Lines with "flower": copy each one from the listing below.

═════ Supplied data

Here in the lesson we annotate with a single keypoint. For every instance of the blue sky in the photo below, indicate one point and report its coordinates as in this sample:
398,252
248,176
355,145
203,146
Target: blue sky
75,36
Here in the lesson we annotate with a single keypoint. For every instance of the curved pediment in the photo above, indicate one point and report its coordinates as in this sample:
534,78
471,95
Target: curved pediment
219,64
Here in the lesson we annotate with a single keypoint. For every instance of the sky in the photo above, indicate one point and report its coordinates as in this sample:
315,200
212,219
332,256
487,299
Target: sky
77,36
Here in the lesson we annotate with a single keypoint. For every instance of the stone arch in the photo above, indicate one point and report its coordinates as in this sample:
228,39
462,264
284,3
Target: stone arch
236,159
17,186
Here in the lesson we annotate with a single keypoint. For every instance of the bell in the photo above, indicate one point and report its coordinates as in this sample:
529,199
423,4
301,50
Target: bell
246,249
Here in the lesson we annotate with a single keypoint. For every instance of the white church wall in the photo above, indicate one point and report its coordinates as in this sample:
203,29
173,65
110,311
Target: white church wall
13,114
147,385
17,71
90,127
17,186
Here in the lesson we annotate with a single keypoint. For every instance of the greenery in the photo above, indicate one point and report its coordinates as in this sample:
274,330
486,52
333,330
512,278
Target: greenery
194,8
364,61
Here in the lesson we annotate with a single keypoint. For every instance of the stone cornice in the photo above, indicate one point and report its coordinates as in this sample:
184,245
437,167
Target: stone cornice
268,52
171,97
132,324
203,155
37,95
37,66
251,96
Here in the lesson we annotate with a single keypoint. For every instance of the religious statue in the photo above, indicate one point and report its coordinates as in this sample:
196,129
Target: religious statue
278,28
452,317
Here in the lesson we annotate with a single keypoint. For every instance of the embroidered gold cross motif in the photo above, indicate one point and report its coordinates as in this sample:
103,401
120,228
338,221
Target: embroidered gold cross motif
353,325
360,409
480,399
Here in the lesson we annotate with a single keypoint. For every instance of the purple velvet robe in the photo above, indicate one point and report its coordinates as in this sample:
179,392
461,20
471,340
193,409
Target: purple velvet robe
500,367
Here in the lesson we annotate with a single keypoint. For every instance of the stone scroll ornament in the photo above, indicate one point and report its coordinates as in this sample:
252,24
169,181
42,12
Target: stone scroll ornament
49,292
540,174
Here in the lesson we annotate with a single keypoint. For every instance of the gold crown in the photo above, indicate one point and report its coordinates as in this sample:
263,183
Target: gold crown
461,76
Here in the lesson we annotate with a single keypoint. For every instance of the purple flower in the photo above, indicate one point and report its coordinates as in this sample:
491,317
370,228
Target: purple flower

══════════

◆ Task solution:
Here in the lesson we annotate with a single keypoint. For every instance of the purple flower in the photo above, indicate one point and report its coordinates as in this sample:
Target: purple flower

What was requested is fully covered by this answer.